◆ Stated exercise: Drop all pictures and repeat exactly the lines from the line holding "Target: utility pole" through the end of the records.

◆ Data section:

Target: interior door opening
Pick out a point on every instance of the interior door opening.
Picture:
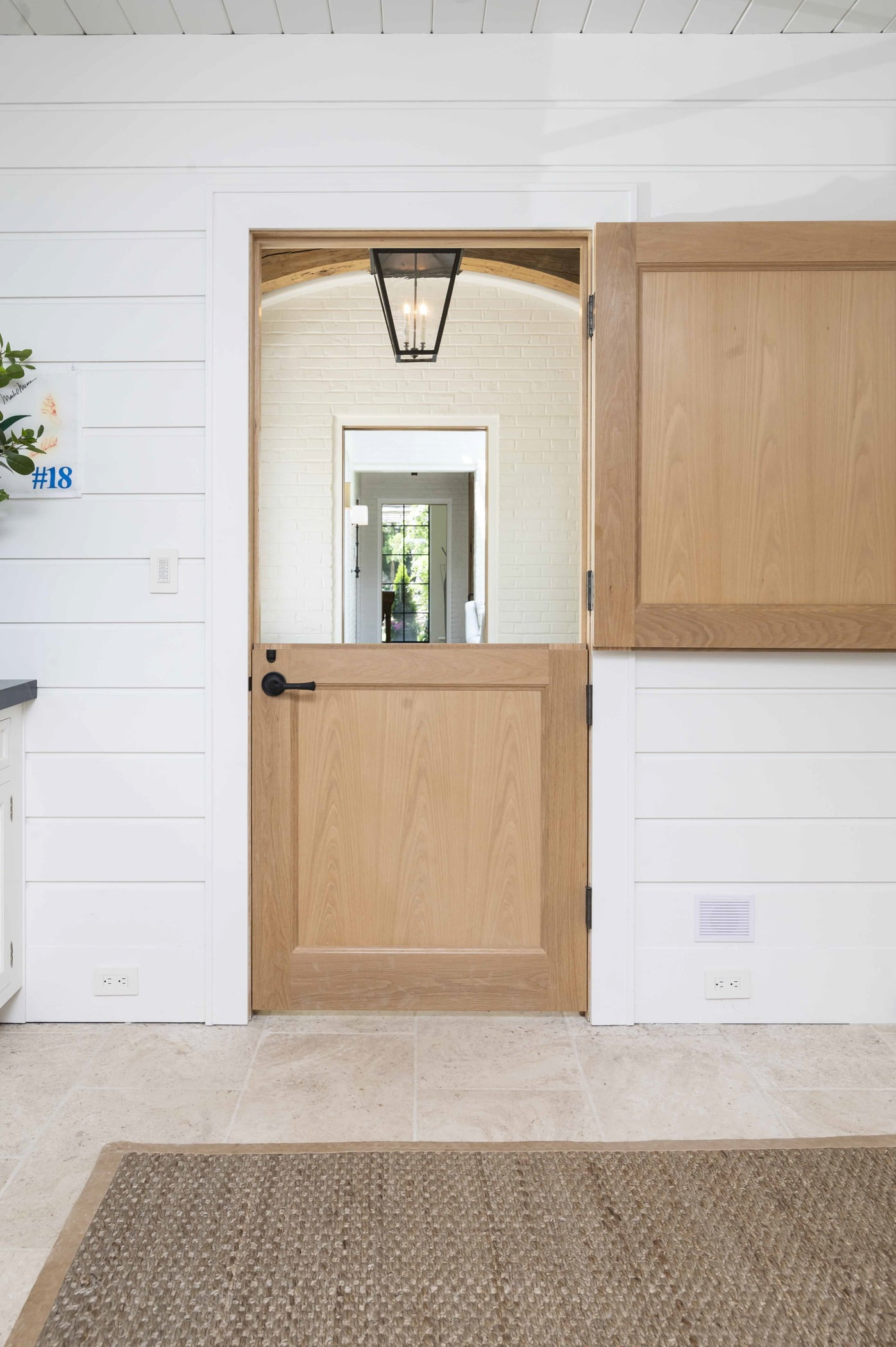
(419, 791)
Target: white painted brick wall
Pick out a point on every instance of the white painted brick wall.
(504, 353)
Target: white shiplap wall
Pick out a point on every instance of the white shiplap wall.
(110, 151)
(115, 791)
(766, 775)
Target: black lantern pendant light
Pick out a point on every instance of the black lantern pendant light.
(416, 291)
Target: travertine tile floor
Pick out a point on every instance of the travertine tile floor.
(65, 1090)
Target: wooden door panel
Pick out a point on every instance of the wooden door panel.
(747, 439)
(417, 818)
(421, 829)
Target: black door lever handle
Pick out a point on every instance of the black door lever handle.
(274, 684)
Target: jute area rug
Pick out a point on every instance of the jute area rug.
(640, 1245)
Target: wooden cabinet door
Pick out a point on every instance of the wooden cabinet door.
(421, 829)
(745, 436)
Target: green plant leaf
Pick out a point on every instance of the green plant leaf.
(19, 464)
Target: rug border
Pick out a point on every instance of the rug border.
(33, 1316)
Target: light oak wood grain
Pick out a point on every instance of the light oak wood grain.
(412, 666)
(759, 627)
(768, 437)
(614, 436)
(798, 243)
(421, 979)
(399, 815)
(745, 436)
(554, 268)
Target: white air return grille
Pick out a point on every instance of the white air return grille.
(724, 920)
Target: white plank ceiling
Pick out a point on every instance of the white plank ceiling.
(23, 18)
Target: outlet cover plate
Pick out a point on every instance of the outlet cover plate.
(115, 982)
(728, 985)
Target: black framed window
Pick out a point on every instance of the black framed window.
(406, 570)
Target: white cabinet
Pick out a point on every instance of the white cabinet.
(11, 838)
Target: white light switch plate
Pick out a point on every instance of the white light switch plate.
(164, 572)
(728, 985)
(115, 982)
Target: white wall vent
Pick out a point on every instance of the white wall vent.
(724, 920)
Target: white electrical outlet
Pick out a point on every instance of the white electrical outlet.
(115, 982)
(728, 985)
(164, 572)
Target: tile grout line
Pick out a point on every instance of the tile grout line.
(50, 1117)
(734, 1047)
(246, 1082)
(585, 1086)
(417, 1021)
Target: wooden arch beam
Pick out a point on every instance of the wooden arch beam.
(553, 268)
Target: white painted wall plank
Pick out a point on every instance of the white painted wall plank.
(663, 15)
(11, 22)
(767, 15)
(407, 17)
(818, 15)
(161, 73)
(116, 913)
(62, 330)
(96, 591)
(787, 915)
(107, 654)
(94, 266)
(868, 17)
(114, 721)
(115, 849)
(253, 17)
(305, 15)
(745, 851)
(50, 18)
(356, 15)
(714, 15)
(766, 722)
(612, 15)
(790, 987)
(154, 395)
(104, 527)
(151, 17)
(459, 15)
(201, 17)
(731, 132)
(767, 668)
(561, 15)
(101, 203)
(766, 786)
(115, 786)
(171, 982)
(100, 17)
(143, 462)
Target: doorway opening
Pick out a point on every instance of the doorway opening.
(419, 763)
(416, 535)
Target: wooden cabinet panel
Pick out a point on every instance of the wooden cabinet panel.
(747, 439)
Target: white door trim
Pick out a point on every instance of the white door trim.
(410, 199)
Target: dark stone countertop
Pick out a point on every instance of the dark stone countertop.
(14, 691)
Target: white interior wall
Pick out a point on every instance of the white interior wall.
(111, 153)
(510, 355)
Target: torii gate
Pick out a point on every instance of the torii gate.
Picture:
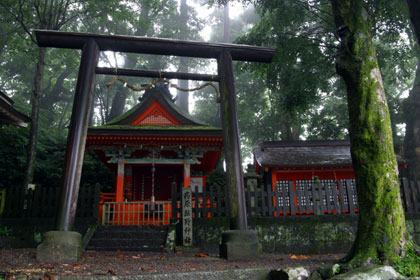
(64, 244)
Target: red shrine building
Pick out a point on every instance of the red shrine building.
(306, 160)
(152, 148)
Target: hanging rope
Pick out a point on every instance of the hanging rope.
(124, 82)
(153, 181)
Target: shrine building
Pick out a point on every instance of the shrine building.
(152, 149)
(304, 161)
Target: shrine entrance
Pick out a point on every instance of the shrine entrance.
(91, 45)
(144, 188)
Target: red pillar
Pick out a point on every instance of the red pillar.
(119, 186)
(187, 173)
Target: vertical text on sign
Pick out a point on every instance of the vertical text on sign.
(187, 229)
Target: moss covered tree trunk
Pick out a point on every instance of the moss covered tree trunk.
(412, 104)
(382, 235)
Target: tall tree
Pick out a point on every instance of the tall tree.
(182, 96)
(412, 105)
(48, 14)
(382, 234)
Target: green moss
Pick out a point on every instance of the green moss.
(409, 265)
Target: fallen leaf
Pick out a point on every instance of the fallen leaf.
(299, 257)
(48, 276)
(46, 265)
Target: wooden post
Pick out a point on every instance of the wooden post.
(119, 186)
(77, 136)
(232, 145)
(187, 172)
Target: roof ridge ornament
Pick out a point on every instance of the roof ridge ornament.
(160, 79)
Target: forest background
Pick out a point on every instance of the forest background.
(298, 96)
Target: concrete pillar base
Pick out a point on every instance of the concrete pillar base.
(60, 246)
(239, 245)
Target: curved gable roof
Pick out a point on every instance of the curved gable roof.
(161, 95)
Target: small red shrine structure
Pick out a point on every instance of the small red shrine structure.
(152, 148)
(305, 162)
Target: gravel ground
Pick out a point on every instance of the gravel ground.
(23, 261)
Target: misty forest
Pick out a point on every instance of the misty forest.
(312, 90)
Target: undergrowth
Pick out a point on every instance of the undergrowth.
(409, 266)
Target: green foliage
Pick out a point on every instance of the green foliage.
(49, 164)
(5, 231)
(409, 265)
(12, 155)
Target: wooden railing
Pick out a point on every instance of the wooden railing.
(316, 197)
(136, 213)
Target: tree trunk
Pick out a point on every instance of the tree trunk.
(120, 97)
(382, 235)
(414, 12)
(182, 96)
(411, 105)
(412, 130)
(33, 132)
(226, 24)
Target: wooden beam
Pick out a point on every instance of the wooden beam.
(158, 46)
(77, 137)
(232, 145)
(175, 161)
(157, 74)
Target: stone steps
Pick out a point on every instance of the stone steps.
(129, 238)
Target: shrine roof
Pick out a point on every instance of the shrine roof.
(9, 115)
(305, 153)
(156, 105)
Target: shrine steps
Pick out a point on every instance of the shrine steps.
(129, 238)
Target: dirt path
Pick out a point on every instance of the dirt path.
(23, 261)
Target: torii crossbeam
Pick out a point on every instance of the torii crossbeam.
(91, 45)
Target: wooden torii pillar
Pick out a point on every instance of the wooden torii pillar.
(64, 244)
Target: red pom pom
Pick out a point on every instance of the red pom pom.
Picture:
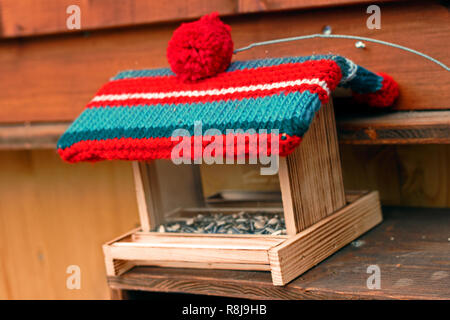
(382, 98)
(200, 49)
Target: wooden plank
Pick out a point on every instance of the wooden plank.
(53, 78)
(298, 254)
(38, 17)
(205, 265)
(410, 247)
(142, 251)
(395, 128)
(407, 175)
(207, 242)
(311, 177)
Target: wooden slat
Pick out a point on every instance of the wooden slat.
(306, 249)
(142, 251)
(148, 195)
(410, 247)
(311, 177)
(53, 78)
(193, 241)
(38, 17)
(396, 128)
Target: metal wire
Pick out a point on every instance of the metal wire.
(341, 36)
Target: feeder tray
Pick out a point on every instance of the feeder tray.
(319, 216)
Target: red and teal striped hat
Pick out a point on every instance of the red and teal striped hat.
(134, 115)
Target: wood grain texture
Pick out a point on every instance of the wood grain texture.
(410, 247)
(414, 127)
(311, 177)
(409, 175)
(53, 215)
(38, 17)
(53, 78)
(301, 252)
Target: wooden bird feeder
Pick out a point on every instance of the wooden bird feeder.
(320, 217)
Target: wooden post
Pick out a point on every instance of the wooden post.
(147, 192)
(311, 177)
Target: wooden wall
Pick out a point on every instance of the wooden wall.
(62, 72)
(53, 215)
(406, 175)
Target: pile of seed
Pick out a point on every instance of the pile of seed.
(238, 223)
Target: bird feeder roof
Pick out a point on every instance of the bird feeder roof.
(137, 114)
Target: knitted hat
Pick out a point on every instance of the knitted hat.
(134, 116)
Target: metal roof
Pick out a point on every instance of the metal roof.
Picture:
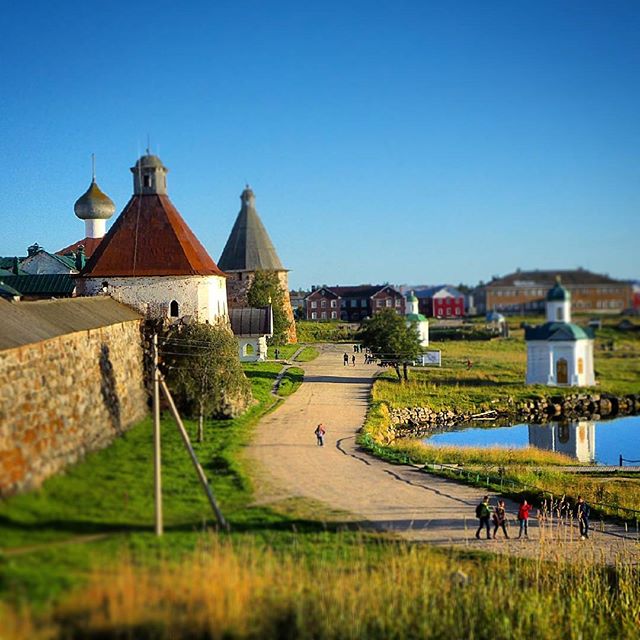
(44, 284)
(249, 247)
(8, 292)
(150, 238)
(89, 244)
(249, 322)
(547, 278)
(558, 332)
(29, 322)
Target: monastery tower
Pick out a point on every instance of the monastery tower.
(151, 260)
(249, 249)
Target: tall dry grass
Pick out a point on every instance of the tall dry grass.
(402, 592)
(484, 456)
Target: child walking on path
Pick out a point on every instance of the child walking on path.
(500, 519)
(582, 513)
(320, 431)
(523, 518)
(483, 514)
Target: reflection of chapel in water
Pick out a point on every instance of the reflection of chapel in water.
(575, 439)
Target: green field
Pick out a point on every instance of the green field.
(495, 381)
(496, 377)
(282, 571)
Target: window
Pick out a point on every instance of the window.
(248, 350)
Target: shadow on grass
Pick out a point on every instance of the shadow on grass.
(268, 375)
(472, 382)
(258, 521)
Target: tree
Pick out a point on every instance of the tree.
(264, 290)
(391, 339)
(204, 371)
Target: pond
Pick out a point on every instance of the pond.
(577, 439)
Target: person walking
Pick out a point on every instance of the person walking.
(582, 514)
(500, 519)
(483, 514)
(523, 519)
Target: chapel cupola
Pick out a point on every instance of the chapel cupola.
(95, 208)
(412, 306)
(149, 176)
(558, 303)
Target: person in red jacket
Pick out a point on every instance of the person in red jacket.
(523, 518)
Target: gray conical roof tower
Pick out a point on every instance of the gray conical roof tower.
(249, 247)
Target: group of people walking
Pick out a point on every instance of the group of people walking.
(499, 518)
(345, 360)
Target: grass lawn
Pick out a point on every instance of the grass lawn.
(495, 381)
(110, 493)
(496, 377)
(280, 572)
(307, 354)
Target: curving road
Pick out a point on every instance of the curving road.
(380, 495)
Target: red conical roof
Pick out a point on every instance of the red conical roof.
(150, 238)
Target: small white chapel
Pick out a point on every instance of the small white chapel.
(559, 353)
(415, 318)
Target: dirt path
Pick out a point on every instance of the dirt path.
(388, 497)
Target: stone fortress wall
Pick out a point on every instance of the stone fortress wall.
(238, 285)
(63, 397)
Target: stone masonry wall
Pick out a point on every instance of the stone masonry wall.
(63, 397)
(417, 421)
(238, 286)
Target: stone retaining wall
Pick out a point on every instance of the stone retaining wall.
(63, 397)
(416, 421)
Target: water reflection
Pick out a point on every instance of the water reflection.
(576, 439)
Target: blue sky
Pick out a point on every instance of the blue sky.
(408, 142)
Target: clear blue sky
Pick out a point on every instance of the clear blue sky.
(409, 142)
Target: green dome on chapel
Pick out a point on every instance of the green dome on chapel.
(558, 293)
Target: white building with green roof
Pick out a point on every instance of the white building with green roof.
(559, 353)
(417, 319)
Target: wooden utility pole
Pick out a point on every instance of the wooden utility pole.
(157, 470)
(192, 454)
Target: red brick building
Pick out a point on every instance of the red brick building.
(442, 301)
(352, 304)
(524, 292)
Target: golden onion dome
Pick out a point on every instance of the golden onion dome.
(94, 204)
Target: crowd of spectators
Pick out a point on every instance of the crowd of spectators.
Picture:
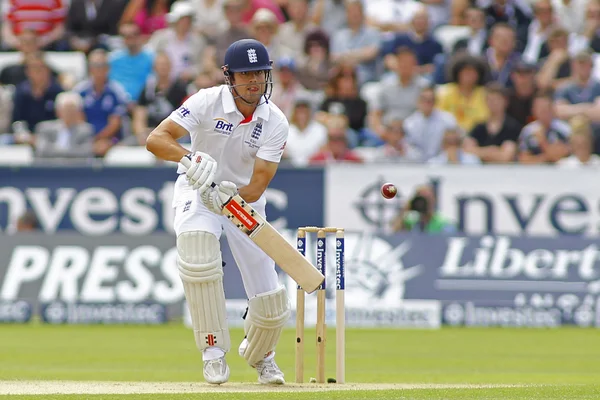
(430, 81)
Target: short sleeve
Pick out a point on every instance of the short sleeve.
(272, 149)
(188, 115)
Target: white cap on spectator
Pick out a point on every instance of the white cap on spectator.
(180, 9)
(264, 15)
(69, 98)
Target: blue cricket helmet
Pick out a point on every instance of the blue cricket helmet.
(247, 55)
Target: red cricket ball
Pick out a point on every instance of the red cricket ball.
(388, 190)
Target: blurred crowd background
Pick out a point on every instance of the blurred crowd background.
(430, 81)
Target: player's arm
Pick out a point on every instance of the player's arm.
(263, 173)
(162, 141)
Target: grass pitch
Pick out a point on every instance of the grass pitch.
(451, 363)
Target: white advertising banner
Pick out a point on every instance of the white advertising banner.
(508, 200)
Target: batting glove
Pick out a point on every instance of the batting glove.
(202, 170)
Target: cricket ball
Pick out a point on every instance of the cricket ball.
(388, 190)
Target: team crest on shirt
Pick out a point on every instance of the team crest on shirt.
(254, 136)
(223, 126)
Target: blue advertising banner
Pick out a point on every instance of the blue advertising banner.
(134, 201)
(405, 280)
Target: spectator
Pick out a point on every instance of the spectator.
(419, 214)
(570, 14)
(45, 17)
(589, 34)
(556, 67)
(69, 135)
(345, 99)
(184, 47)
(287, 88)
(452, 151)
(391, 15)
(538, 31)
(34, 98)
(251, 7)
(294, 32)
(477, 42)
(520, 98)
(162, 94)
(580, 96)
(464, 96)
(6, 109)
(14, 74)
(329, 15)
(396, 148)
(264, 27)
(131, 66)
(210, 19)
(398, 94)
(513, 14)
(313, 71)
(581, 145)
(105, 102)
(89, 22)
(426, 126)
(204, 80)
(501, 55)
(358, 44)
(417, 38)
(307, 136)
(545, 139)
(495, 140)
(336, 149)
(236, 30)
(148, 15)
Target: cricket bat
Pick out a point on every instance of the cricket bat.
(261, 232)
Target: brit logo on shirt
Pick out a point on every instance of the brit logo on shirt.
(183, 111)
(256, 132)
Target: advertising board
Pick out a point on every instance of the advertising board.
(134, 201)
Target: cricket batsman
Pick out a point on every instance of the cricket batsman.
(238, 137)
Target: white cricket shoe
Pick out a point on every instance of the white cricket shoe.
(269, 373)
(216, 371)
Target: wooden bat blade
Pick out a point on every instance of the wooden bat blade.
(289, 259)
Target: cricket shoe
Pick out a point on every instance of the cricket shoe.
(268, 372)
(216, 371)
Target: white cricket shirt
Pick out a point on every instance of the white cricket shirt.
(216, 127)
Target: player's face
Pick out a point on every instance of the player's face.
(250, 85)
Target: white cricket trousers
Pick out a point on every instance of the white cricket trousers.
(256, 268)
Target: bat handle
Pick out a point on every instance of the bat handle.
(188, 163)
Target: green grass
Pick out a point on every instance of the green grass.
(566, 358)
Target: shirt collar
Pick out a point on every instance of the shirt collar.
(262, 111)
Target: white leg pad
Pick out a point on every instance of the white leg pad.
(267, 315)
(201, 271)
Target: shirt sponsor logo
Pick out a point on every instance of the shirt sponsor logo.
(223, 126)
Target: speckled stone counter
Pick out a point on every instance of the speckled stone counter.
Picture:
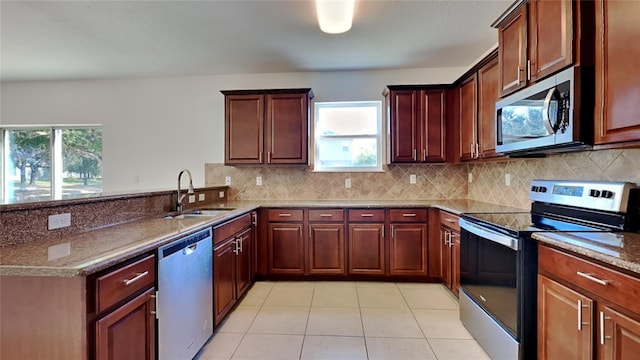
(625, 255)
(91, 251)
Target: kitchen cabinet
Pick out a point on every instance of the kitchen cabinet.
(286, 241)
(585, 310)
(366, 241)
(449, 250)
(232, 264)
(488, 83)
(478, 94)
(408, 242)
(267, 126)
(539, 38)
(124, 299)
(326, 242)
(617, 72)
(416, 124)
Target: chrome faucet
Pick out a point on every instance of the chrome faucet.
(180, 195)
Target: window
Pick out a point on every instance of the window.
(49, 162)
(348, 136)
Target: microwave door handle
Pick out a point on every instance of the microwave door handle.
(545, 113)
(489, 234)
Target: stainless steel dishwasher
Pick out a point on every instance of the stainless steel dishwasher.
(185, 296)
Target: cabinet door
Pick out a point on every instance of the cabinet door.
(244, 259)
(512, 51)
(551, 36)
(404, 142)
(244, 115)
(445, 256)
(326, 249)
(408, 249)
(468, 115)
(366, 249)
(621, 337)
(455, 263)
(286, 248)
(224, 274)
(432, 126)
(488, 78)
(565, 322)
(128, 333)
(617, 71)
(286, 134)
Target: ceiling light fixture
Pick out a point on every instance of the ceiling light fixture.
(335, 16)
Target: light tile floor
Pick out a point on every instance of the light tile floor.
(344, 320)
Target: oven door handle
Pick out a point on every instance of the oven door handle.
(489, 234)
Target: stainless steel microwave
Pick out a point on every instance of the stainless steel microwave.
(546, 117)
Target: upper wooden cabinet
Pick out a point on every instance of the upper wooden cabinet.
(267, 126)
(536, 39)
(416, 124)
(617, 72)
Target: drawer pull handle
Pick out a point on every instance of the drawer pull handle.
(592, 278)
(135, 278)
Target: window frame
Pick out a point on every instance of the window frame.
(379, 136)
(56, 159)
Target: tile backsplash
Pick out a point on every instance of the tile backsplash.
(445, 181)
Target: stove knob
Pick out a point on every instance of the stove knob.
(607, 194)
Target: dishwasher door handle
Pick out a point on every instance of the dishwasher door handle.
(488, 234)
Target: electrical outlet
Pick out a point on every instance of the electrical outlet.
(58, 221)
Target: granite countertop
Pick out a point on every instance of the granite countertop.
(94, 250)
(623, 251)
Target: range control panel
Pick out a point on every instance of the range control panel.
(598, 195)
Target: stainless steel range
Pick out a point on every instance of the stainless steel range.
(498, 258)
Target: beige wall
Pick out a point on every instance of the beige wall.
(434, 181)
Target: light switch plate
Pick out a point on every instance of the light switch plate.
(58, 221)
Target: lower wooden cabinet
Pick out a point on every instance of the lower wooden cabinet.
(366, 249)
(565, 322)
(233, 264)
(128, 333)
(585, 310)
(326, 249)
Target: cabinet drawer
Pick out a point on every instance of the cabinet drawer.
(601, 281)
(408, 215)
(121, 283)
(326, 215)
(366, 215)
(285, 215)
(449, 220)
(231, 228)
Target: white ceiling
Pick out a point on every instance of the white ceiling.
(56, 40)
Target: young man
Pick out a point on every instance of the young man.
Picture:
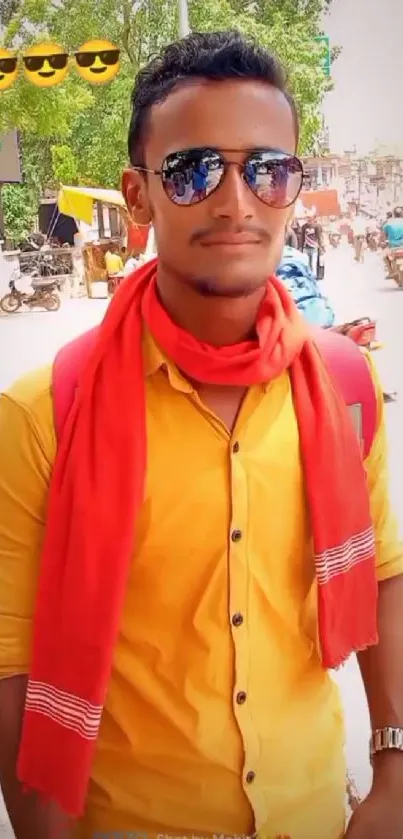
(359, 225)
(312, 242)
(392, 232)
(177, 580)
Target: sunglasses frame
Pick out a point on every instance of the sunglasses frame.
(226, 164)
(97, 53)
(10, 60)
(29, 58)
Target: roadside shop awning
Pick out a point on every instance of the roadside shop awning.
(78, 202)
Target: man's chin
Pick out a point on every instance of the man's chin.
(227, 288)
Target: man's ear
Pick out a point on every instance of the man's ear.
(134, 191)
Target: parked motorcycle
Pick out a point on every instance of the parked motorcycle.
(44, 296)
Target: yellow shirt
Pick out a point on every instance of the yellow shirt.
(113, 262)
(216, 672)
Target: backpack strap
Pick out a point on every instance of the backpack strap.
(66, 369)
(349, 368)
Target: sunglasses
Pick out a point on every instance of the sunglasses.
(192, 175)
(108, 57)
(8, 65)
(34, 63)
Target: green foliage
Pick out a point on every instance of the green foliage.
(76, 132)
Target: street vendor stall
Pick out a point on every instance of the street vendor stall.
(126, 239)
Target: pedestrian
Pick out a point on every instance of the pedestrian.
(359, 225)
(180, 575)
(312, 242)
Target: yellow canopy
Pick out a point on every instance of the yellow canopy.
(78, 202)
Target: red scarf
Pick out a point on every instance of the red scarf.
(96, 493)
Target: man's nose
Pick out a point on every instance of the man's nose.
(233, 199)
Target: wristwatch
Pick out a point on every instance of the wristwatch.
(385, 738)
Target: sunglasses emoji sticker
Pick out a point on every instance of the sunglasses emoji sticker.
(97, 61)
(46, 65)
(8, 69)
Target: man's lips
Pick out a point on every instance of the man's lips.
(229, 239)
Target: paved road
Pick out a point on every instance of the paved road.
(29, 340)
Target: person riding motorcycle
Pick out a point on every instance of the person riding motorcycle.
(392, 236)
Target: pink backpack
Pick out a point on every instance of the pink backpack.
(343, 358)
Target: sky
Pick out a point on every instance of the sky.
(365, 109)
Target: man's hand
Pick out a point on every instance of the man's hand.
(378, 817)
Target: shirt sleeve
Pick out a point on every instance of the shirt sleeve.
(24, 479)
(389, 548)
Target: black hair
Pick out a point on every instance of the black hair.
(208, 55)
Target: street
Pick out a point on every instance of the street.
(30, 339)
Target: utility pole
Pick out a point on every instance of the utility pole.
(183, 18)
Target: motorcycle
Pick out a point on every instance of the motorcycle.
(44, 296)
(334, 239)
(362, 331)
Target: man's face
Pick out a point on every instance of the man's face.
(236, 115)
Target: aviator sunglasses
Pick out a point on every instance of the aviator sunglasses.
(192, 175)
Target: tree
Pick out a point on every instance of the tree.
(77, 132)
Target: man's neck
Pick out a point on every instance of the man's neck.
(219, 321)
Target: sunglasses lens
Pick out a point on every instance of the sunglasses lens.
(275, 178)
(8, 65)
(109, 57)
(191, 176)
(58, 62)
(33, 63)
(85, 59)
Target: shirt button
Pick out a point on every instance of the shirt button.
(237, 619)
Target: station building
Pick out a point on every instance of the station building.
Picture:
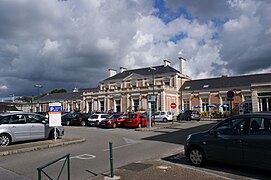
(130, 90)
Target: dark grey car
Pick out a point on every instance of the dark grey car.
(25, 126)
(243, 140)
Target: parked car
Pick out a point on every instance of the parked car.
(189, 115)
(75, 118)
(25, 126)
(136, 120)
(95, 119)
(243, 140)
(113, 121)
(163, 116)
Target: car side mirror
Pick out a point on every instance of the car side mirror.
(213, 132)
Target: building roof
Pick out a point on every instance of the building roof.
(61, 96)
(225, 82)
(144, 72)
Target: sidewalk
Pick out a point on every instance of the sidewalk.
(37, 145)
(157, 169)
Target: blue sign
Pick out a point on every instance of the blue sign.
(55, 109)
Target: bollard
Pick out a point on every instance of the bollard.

◆ Task solution:
Target: utility pole
Pick out a point on every instance of the utility pole.
(183, 18)
Target: motorcycle
Pick out a point on every instance of the motorcycle.
(44, 296)
(334, 239)
(362, 331)
Target: man's face
Pick out a point on every instance of the man's face.
(236, 115)
Target: aviator sunglasses
Pick out a point on every instance of the aviator sunglasses.
(192, 175)
Target: tree
Pick out a point on every instance of the tree.
(77, 132)
Target: man's neck
Pick out a point on every instance of the man's neck.
(219, 321)
Target: sunglasses lens
Pick out a point on every instance of the sunglasses lens.
(275, 178)
(8, 65)
(109, 57)
(191, 176)
(58, 62)
(33, 63)
(85, 59)
Target: shirt button
Pick out a point on every instance of the shirt button.
(237, 619)
Target: station building
Pick out a point on every instance of the station building.
Picture:
(130, 90)
Target: dark grey car
Pick out a point on every instance of the dark grey car.
(25, 126)
(243, 140)
Target: parked car
Pick out a point on every instance of the parked car.
(189, 115)
(75, 118)
(25, 126)
(136, 120)
(95, 119)
(243, 140)
(113, 121)
(163, 116)
Target: car side mirror
Pick out a point on every instance of the car side mirror.
(213, 132)
Target: building roof
Pick out a point on every instance of the building roof.
(61, 96)
(225, 82)
(144, 72)
Target: sidewalk
Pick out a point on every instance of the sidewalk.
(37, 145)
(157, 169)
Target: blue sign
Pick out a point on every instance of the blue sign.
(55, 109)
Target: bollard
Pick out a point on every instance of the bollard.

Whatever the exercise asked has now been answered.